WHAT TO DO —
**a)** Tell whether each statement agrees with the text on the rupee, answering yes or no and quoting the words that decide it: (i) the merchant market had an excess supply of $86 billion during April 2020–February 2021; (ii) the interbank market showed an excess supply in both segments; (iii) in a sell/buy swap, the RBI buys dollars now and sells them back later.
**b)** From the text on the rupee, return word for word the part starting with "To neutralise any" and going on through "has been gradual.".

SUPPLIED PASSAGE —

>> START

Referring to the rupee gaining 154 paise between April 12 (75.0550 to the dollar) to May 7(73.5175 to the dolllar), the ERD believes that this is perhaps the result of exchange rate anchored inflation targeting that the RBI has assiduously shifted to recently. This is also evident from the recent changes in the RBI Quarterly Projection Model (QPM) model that has been calibrated to include balance of payments and exchange rate interactions as well, it added.
“So what has changed? In the merchant market (in both spot and forward segment) there was an excess supply of $86 billion during April 2020– February 2021.
“However, in the interbank market there has been excess demand of $72 billion. Overall, merchant dollar supply is far higher than demand as they anticipate a stronger rupee and hence may be holding to short position in dollars, without even adequate hedging,” Ghosh said.
This is being balanced by excess dollar demand in interbank market, but the net effect is a large supply of dollars at $14.4 billion, that has, however, reduced to $348 million in the last five months ended February 2021, he added.
Ghosh assessed that the supply of dollars in the spot market during April 2020–February 2021 by merchant segment was as much $101 billion, while in the forward merchant segment, there was an excess demand of $14.7 billion.
The interbank market, however, shows an excess demand in both the segments.
To neutralise any additional liquidity, the RBI is also intervening in the forward markets through swaps. The RBI is doing what is called a sell/buy swap, where it is selling the dollars now to buy it back at a future date and paying a premium.
“Intervention in forward market is an important aspect of maintaining financial stability, although the move has been gradual.
“Going by John Sparos (Economic Journal, 1959), the best way to fight currency speculation is to deliberately let the forward premia rise to unreasonable levels and thereby penalise the currency speculators as their exchange rate expectations about a depreciating domestic currency are belied,” Ghosh said.
The report underscored that rising forward premia makes the carry trade lucrative and inflows keep pouring which again leads to further currency appreciation and hence more liquidity overhang.
“In the end, there could be limits to sterilised intervention and rise in forward premia beyond a threshold level. It may be noted that a high premia also deters importers from hedging their dollar positions,” opined Ghosh.

>> END

MATERIAL SHOWN —
>> START

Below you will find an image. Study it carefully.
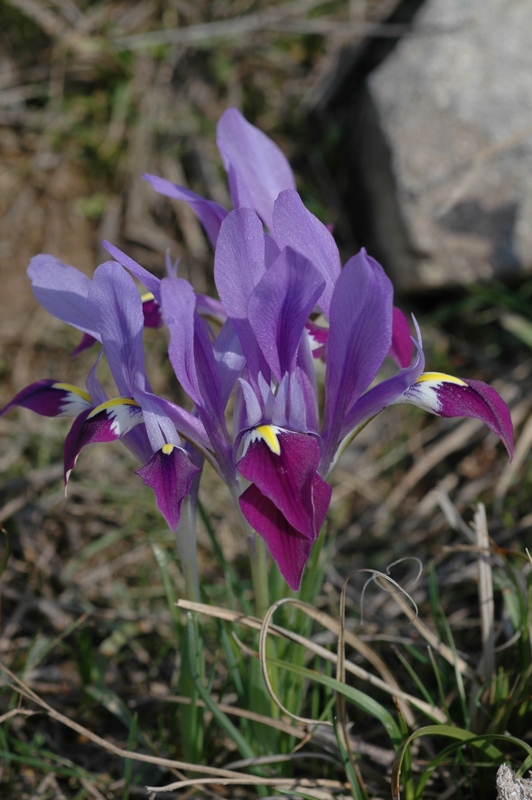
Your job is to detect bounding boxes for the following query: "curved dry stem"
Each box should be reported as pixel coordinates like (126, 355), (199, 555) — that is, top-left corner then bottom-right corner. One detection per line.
(177, 598), (448, 725)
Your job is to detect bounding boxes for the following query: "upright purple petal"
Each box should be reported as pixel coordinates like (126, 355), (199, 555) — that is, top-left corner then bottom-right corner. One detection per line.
(0, 380), (92, 417)
(64, 397), (142, 484)
(27, 255), (100, 341)
(70, 333), (97, 358)
(217, 108), (296, 230)
(140, 292), (164, 328)
(248, 248), (325, 381)
(142, 175), (227, 247)
(88, 262), (146, 397)
(273, 191), (341, 317)
(323, 250), (393, 456)
(102, 241), (161, 305)
(137, 444), (201, 531)
(238, 425), (331, 591)
(237, 432), (330, 541)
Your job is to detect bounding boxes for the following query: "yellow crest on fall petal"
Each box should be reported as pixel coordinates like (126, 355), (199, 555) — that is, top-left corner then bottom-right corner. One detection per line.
(52, 383), (91, 403)
(253, 425), (281, 456)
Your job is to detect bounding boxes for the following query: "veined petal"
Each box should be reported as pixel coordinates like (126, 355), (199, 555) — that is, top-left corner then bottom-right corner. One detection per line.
(305, 319), (329, 361)
(324, 250), (393, 453)
(214, 208), (278, 378)
(70, 333), (98, 358)
(248, 247), (325, 381)
(396, 372), (513, 458)
(64, 397), (142, 484)
(273, 191), (341, 317)
(216, 108), (296, 230)
(137, 444), (201, 531)
(142, 175), (227, 247)
(0, 380), (92, 417)
(237, 425), (331, 541)
(27, 254), (100, 341)
(240, 484), (313, 592)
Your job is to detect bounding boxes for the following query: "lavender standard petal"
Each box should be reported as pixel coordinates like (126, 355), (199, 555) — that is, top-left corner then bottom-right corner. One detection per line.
(323, 250), (393, 458)
(402, 372), (514, 458)
(248, 248), (325, 381)
(217, 108), (295, 230)
(142, 175), (227, 247)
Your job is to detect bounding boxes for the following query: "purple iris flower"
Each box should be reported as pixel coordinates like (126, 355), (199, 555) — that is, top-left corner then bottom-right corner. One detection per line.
(144, 108), (413, 367)
(2, 261), (209, 530)
(1, 109), (513, 589)
(194, 199), (512, 589)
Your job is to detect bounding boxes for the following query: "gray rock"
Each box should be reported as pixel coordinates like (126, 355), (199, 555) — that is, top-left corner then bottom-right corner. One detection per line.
(368, 0), (532, 291)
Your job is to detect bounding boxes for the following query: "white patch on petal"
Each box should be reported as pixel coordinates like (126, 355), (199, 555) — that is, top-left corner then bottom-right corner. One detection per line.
(87, 397), (142, 437)
(51, 383), (92, 417)
(404, 372), (467, 414)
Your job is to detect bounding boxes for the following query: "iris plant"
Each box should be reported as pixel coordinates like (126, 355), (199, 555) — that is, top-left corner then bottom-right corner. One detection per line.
(2, 109), (512, 594)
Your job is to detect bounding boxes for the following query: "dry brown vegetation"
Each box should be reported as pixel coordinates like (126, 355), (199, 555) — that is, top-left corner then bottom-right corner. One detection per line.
(0, 0), (532, 800)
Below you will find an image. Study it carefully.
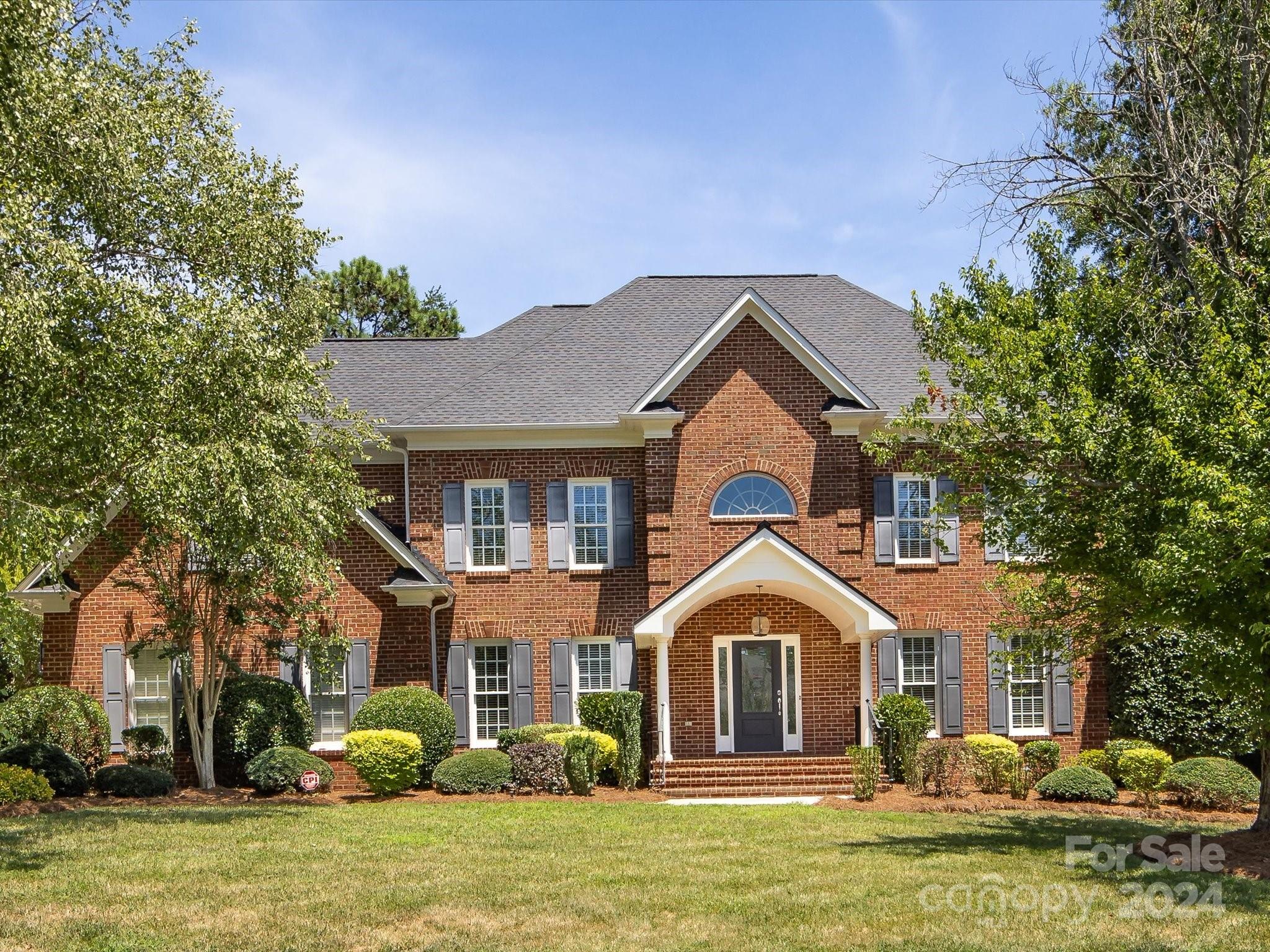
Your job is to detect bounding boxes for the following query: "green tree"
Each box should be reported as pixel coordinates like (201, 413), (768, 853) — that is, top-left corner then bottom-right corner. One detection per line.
(871, 0), (1270, 827)
(321, 255), (464, 338)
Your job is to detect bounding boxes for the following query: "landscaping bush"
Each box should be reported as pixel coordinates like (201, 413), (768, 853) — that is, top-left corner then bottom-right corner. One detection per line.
(965, 734), (1020, 793)
(344, 730), (421, 793)
(566, 731), (599, 797)
(1120, 747), (1173, 806)
(510, 743), (567, 793)
(0, 764), (53, 806)
(0, 684), (110, 774)
(121, 723), (171, 773)
(93, 764), (177, 797)
(1163, 757), (1261, 810)
(212, 674), (314, 785)
(578, 690), (644, 790)
(246, 746), (335, 793)
(1036, 764), (1115, 803)
(349, 687), (455, 786)
(0, 740), (87, 797)
(432, 750), (512, 793)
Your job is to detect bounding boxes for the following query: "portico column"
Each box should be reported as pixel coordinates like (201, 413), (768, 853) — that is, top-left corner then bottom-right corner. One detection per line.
(653, 632), (674, 760)
(859, 638), (873, 747)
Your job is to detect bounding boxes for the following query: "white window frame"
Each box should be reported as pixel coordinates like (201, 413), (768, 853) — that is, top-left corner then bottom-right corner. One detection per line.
(892, 472), (940, 565)
(895, 631), (944, 738)
(464, 480), (512, 573)
(567, 476), (613, 571)
(710, 635), (802, 754)
(468, 638), (513, 747)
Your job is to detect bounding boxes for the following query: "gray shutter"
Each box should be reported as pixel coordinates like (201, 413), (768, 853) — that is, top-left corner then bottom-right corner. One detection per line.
(551, 638), (573, 723)
(548, 480), (569, 569)
(613, 637), (639, 690)
(613, 480), (635, 569)
(879, 635), (899, 697)
(102, 645), (127, 754)
(348, 638), (371, 725)
(940, 631), (965, 735)
(441, 482), (468, 573)
(507, 480), (530, 569)
(446, 641), (471, 746)
(935, 476), (961, 562)
(988, 631), (1010, 734)
(510, 641), (533, 728)
(874, 476), (895, 565)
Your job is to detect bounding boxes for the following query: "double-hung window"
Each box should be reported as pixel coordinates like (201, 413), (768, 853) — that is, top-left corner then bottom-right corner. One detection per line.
(471, 641), (512, 747)
(466, 480), (507, 571)
(895, 475), (935, 562)
(569, 480), (612, 569)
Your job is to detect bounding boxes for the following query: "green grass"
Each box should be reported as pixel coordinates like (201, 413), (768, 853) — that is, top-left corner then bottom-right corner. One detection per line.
(0, 800), (1270, 952)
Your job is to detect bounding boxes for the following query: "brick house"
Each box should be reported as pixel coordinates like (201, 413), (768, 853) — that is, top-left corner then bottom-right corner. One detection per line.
(16, 274), (1108, 792)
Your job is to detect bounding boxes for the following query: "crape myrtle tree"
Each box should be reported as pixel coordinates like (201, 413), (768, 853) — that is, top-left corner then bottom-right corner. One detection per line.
(871, 0), (1270, 829)
(0, 0), (373, 786)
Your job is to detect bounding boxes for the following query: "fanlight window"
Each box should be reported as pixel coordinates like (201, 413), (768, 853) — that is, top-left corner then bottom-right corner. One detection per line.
(710, 472), (794, 517)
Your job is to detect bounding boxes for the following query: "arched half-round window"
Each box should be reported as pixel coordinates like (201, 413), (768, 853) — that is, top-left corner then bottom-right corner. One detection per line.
(710, 472), (794, 518)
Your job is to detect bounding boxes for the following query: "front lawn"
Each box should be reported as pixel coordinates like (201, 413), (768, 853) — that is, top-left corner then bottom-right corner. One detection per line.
(0, 800), (1270, 952)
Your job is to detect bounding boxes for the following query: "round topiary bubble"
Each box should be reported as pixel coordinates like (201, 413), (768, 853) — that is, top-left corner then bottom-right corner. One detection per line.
(350, 687), (455, 785)
(1036, 764), (1116, 803)
(1163, 757), (1261, 810)
(93, 764), (177, 797)
(432, 750), (512, 793)
(246, 746), (335, 793)
(212, 674), (314, 785)
(0, 740), (87, 797)
(0, 684), (110, 773)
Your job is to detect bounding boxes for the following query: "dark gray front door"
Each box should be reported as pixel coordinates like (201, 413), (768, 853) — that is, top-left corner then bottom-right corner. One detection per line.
(732, 641), (785, 752)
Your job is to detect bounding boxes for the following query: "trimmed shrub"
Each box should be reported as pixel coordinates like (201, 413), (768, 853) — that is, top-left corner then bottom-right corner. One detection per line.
(120, 723), (171, 773)
(0, 764), (53, 804)
(578, 690), (644, 790)
(1036, 764), (1115, 803)
(1024, 740), (1063, 783)
(510, 743), (567, 793)
(0, 684), (110, 774)
(1163, 757), (1261, 810)
(344, 730), (424, 793)
(566, 731), (599, 797)
(93, 764), (177, 797)
(965, 734), (1020, 793)
(349, 687), (455, 786)
(0, 741), (87, 797)
(246, 746), (335, 793)
(212, 674), (314, 785)
(432, 750), (512, 793)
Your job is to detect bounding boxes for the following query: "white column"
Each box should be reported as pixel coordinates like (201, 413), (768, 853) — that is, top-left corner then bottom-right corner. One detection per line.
(654, 635), (674, 760)
(859, 638), (873, 747)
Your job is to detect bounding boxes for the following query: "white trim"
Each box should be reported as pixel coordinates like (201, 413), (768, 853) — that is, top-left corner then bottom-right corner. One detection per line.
(630, 288), (877, 413)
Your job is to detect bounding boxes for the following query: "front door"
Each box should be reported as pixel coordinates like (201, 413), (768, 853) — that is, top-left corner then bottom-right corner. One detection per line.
(732, 641), (785, 752)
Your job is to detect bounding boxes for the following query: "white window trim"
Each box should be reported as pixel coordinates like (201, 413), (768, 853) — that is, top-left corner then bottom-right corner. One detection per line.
(464, 480), (512, 573)
(890, 472), (940, 565)
(567, 476), (613, 571)
(710, 635), (802, 754)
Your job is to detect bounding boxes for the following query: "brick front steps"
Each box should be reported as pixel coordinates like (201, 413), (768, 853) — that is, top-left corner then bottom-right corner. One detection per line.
(652, 754), (851, 797)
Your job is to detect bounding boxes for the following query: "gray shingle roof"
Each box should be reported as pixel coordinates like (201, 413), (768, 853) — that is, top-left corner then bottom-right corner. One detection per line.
(315, 274), (928, 426)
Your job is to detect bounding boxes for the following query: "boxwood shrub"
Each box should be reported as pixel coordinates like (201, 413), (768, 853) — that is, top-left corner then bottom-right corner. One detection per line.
(0, 684), (110, 774)
(246, 746), (335, 793)
(1163, 757), (1261, 810)
(349, 687), (455, 785)
(432, 750), (512, 793)
(1036, 764), (1116, 803)
(0, 740), (87, 797)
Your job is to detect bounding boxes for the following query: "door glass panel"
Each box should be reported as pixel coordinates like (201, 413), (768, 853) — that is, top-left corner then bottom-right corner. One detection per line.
(740, 645), (772, 713)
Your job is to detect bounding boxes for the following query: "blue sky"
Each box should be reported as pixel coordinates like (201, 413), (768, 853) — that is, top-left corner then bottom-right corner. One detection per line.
(125, 1), (1101, 334)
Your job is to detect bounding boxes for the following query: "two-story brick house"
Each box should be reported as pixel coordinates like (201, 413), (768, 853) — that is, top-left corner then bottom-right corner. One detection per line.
(10, 274), (1106, 791)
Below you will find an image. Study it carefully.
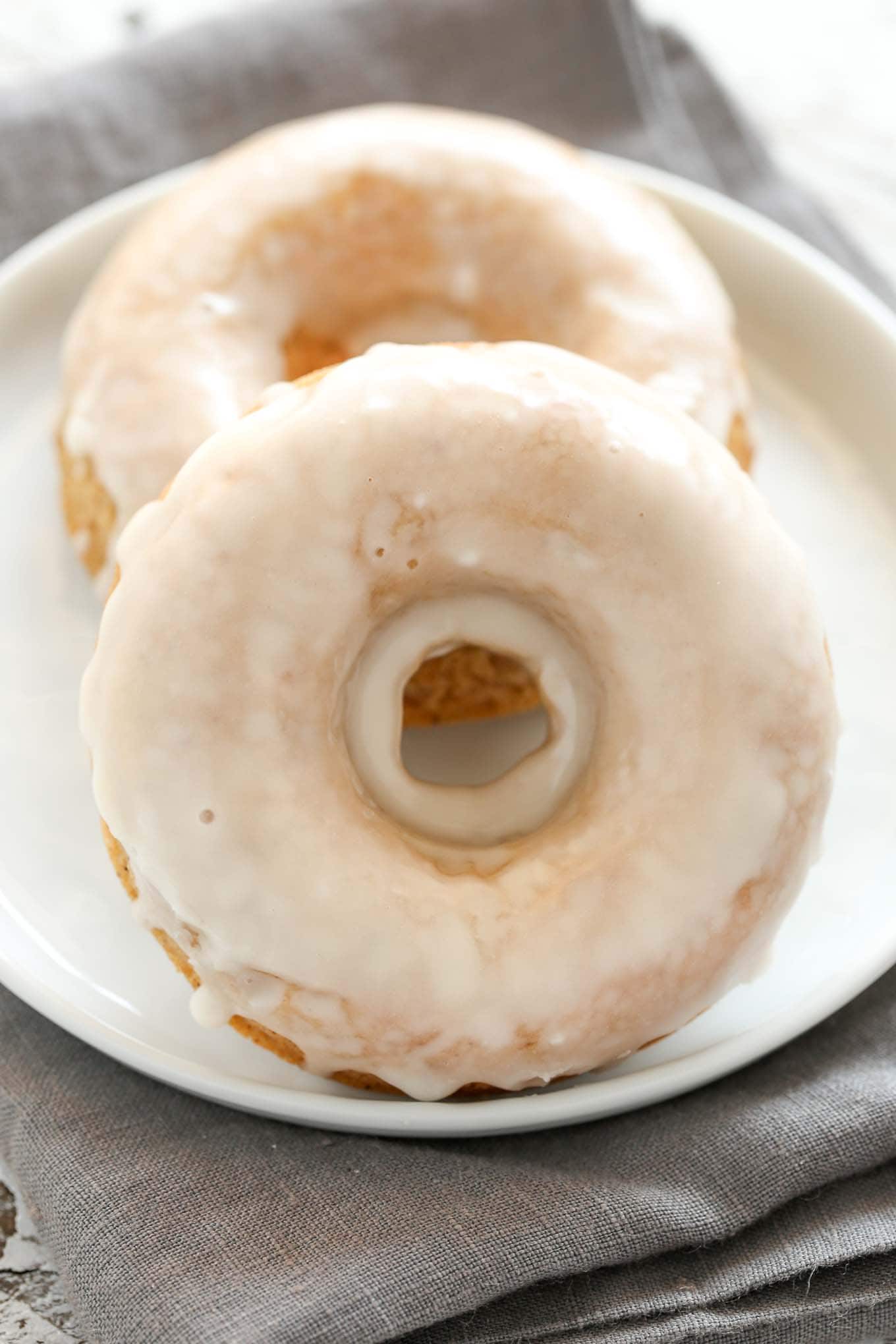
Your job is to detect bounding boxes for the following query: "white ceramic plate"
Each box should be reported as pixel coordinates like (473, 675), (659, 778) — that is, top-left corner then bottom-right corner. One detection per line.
(0, 163), (896, 1134)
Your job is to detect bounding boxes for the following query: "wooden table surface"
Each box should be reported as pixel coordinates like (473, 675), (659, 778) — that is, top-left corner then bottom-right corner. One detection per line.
(0, 0), (896, 1344)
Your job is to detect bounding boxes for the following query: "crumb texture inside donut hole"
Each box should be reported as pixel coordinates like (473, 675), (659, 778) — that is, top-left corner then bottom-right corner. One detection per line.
(402, 644), (549, 786)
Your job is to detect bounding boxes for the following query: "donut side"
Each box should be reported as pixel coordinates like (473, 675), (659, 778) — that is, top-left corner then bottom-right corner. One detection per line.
(99, 817), (505, 1097)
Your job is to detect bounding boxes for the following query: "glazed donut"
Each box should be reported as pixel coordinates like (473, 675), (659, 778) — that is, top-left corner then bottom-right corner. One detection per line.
(82, 343), (835, 1098)
(58, 106), (748, 589)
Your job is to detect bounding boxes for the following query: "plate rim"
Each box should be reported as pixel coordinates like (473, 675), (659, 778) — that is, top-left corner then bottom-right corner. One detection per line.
(0, 154), (896, 1138)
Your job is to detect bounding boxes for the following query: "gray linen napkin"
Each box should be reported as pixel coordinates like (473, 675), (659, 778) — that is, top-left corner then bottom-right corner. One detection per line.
(0, 0), (896, 1344)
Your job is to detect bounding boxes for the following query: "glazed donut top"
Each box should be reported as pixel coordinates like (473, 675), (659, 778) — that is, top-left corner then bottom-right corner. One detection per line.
(61, 106), (744, 583)
(82, 343), (834, 1097)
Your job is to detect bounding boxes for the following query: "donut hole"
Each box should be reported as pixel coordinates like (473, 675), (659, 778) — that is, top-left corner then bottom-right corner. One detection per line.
(402, 644), (549, 786)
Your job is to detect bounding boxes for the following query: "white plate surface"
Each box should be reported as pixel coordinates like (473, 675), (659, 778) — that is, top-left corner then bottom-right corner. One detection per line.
(0, 154), (896, 1134)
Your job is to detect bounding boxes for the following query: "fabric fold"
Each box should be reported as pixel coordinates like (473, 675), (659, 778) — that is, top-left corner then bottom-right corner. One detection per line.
(0, 0), (896, 1344)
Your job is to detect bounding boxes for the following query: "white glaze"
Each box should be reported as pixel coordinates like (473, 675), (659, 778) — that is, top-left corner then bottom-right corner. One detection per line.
(344, 596), (595, 848)
(82, 344), (835, 1097)
(61, 106), (746, 582)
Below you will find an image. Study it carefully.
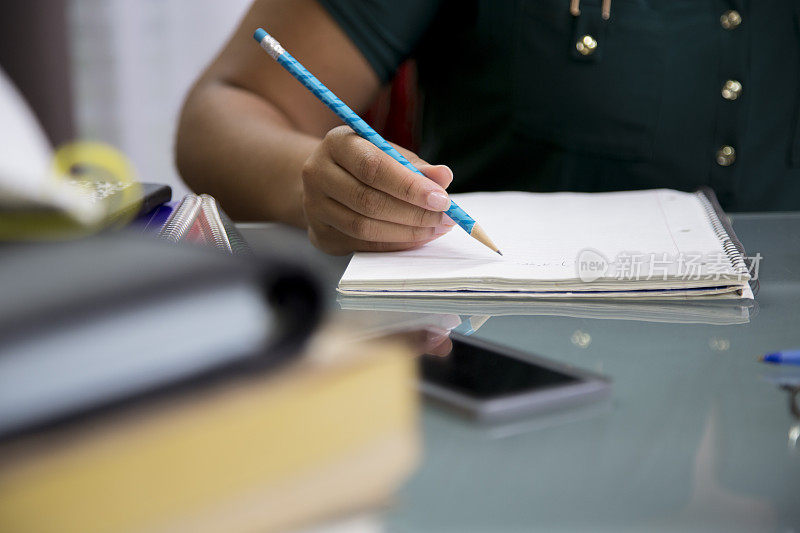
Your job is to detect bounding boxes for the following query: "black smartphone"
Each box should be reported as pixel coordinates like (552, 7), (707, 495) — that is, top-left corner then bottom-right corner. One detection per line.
(420, 333), (611, 422)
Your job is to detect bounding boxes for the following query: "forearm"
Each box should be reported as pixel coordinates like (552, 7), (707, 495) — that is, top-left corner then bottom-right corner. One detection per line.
(176, 81), (320, 228)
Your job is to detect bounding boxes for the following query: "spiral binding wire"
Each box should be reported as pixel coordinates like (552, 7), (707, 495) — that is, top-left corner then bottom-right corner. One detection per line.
(158, 194), (202, 243)
(697, 192), (750, 275)
(199, 194), (233, 253)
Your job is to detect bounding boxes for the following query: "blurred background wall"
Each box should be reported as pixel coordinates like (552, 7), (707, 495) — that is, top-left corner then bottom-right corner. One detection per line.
(72, 0), (250, 196)
(0, 0), (250, 197)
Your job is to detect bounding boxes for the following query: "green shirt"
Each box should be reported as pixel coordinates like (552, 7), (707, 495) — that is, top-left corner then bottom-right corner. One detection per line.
(320, 0), (800, 211)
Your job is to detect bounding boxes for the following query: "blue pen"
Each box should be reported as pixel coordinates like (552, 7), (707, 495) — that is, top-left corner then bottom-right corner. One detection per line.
(253, 28), (503, 255)
(761, 350), (800, 365)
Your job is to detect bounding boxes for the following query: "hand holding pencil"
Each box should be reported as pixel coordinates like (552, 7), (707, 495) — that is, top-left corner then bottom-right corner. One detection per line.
(254, 28), (502, 255)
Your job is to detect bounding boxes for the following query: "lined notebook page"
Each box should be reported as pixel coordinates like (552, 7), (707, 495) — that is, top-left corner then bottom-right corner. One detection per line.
(340, 189), (748, 290)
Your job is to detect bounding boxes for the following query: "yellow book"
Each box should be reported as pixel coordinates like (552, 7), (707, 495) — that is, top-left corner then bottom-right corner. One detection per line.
(0, 331), (419, 533)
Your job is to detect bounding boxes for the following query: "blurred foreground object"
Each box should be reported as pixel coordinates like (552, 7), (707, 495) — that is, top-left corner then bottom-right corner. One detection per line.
(0, 322), (419, 533)
(0, 232), (320, 438)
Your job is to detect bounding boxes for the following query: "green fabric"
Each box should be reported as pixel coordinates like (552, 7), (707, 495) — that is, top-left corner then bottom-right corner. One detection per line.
(319, 0), (800, 211)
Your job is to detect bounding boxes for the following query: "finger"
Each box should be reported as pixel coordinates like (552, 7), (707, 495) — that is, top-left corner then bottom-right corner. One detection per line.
(316, 198), (453, 242)
(423, 329), (453, 357)
(317, 157), (453, 227)
(327, 129), (450, 211)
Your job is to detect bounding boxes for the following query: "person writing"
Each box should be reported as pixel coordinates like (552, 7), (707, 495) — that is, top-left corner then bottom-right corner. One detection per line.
(176, 0), (800, 254)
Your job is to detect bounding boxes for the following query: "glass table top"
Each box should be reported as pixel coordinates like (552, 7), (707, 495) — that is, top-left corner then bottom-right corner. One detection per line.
(241, 213), (800, 531)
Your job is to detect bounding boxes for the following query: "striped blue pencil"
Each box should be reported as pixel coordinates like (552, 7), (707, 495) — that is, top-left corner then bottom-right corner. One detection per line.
(761, 350), (800, 365)
(253, 28), (503, 255)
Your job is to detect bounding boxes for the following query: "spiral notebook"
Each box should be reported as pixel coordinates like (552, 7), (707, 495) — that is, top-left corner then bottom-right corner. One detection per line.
(155, 194), (251, 255)
(339, 189), (752, 298)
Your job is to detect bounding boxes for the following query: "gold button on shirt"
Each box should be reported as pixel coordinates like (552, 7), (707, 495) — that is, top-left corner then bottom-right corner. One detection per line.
(575, 35), (597, 56)
(722, 80), (742, 100)
(719, 10), (742, 30)
(717, 144), (736, 167)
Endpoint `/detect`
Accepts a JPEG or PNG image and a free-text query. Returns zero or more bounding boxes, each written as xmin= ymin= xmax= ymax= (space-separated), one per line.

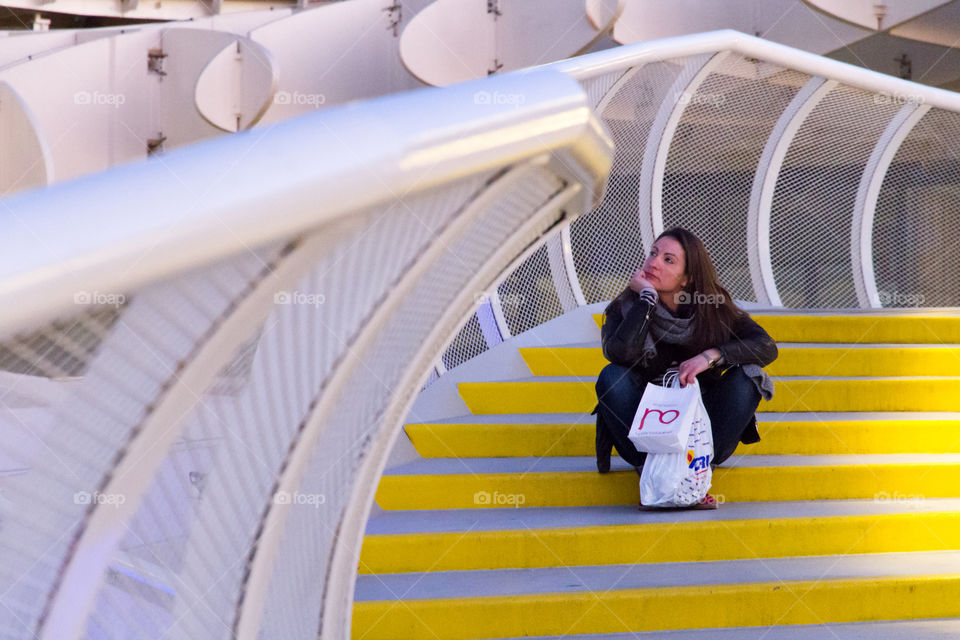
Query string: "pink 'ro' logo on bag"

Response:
xmin=637 ymin=409 xmax=680 ymax=431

>> END

FINAL ANSWERS —
**a)**
(i) Yes: "In the merchant market (in both spot and forward segment) there was an excess supply of $86 billion during April 2020– February 2021."
(ii) No: "The interbank market, however, shows an excess demand in both the segments."
(iii) No: "where it is selling the dollars now to buy it back at a future date and paying a premium."

**b)**
To neutralise any additional liquidity, the RBI is also intervening in the forward markets through swaps. The RBI is doing what is called a sell/buy swap, where it is selling the dollars now to buy it back at a future date and paying a premium.
“Intervention in forward market is an important aspect of maintaining financial stability, although the move has been gradual.